Saved dataset items
>> begin

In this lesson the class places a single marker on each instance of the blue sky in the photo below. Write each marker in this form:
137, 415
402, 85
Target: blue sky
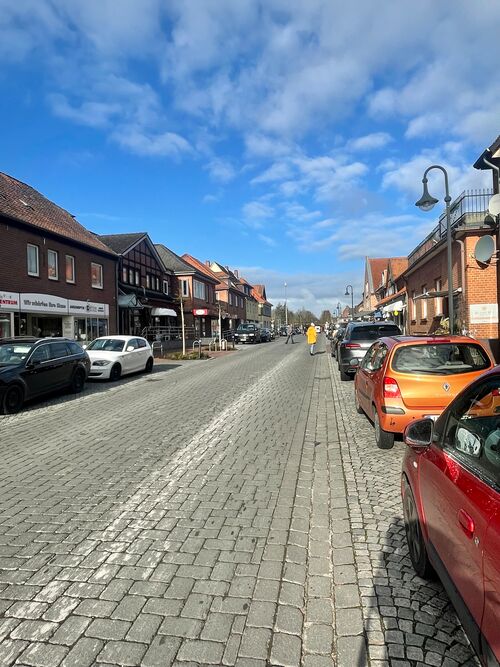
284, 138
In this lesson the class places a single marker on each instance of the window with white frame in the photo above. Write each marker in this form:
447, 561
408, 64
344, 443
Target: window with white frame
96, 275
438, 301
52, 268
70, 269
33, 261
199, 289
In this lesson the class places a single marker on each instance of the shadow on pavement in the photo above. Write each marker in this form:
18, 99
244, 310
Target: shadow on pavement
93, 387
418, 620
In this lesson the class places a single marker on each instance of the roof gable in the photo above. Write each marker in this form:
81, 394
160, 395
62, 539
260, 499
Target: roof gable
23, 203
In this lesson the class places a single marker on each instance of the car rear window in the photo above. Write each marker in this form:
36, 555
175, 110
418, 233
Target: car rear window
440, 358
374, 332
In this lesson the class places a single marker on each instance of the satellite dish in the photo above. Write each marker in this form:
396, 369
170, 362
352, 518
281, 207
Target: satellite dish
484, 249
494, 205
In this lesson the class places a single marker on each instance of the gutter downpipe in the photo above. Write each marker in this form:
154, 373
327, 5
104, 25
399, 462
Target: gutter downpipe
462, 277
497, 169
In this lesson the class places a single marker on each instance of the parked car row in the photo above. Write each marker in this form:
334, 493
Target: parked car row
33, 367
252, 333
443, 394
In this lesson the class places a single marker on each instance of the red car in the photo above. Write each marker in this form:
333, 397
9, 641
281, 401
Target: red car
451, 502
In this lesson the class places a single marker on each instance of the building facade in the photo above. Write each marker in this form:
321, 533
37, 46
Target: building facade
145, 285
195, 286
56, 277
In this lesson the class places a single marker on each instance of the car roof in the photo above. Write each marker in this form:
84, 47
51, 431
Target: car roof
426, 340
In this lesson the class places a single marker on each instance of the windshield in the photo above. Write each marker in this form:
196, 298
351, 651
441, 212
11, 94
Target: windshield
440, 359
107, 344
13, 354
374, 332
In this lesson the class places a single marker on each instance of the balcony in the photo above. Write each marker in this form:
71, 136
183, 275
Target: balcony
468, 210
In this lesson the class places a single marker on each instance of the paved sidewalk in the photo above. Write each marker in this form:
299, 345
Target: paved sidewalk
229, 512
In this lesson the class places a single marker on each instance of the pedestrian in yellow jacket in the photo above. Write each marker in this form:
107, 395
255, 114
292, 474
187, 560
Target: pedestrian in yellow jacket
312, 337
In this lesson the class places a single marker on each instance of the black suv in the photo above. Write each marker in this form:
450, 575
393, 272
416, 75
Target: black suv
358, 337
30, 367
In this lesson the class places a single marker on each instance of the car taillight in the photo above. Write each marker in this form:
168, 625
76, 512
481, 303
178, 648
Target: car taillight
391, 389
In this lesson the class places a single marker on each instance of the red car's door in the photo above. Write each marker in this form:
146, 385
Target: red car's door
457, 491
492, 583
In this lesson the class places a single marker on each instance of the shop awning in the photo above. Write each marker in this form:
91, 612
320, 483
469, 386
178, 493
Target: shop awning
163, 312
393, 307
129, 301
434, 295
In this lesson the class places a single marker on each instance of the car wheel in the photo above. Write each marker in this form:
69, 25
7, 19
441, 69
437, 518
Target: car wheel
414, 536
384, 439
13, 400
358, 407
77, 382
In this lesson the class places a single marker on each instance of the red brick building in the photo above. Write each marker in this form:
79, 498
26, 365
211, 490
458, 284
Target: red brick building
56, 277
474, 282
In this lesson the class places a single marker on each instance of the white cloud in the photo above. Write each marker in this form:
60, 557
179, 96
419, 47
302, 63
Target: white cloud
370, 142
221, 170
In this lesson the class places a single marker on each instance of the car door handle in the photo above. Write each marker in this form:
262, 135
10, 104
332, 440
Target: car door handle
466, 522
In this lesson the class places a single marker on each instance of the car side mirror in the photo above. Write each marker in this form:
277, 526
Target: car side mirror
418, 434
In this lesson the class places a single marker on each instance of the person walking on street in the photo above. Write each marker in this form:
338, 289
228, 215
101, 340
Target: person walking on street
312, 337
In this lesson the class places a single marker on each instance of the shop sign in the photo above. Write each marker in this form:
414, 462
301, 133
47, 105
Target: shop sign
483, 313
88, 308
43, 303
9, 301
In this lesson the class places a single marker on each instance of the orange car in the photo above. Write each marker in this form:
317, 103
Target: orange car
402, 378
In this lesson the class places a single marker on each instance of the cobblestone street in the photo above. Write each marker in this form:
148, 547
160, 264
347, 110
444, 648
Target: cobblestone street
226, 512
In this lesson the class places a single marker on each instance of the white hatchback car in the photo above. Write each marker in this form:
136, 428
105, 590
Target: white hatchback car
114, 356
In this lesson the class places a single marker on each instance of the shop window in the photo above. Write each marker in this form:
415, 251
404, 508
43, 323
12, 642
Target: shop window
199, 290
33, 261
70, 269
96, 275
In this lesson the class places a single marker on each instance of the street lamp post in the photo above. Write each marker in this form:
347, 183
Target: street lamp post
286, 309
352, 298
426, 203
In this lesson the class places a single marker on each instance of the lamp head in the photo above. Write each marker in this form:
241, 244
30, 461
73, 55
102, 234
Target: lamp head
426, 201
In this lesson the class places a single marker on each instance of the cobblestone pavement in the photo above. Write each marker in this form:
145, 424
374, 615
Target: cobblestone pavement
226, 512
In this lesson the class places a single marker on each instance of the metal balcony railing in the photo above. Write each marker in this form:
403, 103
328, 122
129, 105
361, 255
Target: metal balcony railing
467, 210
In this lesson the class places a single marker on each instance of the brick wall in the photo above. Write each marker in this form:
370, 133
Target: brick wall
480, 287
14, 274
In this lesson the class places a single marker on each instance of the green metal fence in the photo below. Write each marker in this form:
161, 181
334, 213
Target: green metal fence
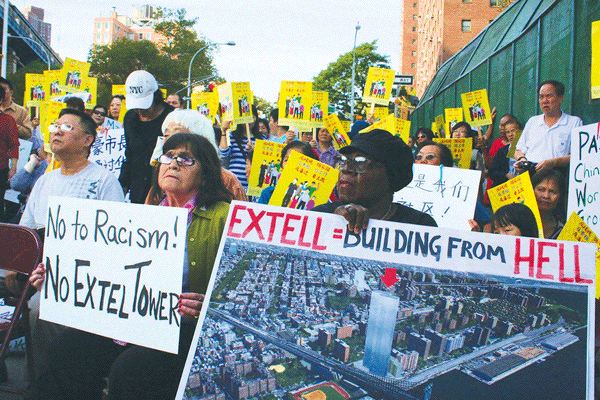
530, 42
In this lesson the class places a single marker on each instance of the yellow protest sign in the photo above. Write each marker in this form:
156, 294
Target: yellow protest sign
575, 230
235, 99
439, 120
35, 89
380, 113
476, 108
595, 71
52, 84
453, 116
378, 87
49, 111
304, 183
516, 190
461, 150
295, 99
337, 132
73, 75
395, 126
207, 103
319, 109
265, 166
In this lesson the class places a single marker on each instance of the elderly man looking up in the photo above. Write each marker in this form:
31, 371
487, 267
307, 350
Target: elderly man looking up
372, 168
191, 121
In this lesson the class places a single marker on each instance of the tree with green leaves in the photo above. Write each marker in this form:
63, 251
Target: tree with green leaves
336, 79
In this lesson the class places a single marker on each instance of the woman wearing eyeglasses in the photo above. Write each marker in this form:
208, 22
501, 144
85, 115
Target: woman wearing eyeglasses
189, 176
372, 168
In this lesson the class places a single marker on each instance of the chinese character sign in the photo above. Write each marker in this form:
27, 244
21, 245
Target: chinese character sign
516, 190
337, 132
476, 108
108, 150
73, 75
378, 87
35, 89
206, 103
304, 183
266, 166
319, 109
295, 100
461, 150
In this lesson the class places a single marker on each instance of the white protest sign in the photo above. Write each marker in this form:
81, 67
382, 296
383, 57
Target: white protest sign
108, 150
584, 177
447, 194
115, 269
301, 293
24, 152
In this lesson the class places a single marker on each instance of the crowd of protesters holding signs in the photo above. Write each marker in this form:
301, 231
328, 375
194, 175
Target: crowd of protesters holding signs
184, 159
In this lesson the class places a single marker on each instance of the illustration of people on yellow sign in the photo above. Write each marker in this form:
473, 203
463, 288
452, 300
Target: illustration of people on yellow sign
265, 166
206, 103
295, 100
337, 132
319, 108
476, 108
453, 117
35, 91
304, 183
461, 150
236, 99
595, 78
378, 87
517, 190
73, 75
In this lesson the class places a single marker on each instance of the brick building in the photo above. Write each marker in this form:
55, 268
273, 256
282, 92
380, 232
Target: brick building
435, 30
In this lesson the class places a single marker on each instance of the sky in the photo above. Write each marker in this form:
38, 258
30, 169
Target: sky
275, 40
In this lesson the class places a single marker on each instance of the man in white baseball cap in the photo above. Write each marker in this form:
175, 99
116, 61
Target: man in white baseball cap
146, 112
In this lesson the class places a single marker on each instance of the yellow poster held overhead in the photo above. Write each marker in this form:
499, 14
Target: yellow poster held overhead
337, 132
35, 89
439, 120
235, 99
295, 99
595, 78
319, 109
453, 117
73, 75
476, 108
304, 183
52, 84
207, 103
575, 230
461, 150
265, 166
517, 190
378, 87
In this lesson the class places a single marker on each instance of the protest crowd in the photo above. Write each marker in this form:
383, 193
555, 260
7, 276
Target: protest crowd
184, 159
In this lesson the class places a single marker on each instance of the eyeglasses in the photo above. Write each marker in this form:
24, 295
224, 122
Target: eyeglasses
63, 127
428, 157
359, 164
182, 161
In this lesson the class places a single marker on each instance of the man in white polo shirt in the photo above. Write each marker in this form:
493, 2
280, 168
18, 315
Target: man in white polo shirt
546, 139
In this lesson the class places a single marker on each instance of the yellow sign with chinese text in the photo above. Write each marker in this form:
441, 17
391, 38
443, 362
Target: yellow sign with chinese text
378, 87
266, 166
337, 132
516, 190
295, 101
461, 150
304, 183
476, 108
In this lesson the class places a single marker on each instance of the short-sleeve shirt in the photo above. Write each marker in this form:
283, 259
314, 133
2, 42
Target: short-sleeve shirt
540, 142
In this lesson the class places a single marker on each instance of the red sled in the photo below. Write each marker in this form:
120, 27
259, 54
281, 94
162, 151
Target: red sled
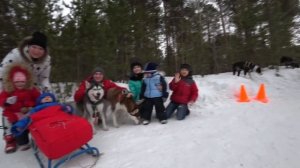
57, 134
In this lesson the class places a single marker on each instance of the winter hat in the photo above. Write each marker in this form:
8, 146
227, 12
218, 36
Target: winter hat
39, 100
19, 77
132, 65
98, 69
150, 67
39, 39
188, 67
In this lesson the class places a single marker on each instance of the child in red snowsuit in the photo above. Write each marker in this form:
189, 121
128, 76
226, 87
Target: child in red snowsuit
16, 99
185, 92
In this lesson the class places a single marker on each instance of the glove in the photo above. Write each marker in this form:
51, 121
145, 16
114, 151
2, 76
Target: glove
25, 110
125, 91
67, 108
164, 99
11, 100
138, 102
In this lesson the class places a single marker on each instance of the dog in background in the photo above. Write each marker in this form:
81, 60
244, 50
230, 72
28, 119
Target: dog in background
288, 62
245, 66
120, 103
93, 105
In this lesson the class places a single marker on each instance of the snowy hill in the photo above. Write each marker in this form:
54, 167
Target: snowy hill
219, 133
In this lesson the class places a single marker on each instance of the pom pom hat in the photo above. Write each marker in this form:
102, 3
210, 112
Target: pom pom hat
39, 39
150, 67
19, 77
98, 69
135, 64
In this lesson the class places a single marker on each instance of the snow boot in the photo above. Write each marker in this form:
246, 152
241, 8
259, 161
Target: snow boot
24, 147
11, 144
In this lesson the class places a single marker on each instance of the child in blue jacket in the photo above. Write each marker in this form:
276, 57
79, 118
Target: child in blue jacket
154, 92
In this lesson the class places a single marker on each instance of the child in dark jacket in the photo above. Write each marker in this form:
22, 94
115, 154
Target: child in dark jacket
154, 92
135, 80
185, 92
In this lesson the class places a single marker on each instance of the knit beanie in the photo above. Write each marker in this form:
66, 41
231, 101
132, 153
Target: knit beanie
39, 39
98, 69
188, 67
132, 65
19, 77
150, 67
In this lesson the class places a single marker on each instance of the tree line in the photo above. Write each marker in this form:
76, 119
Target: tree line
208, 34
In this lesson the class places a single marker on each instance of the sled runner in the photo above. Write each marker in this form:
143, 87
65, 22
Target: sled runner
60, 134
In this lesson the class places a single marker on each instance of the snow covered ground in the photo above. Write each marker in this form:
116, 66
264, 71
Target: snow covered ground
219, 133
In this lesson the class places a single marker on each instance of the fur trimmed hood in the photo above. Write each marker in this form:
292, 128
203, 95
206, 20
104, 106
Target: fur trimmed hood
23, 48
8, 85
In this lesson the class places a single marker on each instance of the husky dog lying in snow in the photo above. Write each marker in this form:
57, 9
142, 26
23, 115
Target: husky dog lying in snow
120, 103
93, 105
288, 62
245, 66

>> end

▶ [What you should do]: Quote verbatim the lines from the one containing "the snow covered" through the end of the lines above, inclusive.

▶ [Written answer]:
In this lesson the class places a single marker on each instance of the snow covered ground in the photo above. Write each marker in this form:
116, 66
264, 71
Target: snow covered ground
219, 133
In this lesson the class places a single marker on each instance of the fur trimmed hood in the photo above. Write each marker in this form:
292, 128
203, 95
206, 20
104, 106
Target: fur trimmed hood
23, 48
8, 85
In this lesson the class places a single marker on each instance of the husky dog lying in snow in the photo above. Write each marker in this form:
57, 9
142, 26
23, 115
Target: husky dog lying in snow
120, 103
93, 105
288, 62
245, 66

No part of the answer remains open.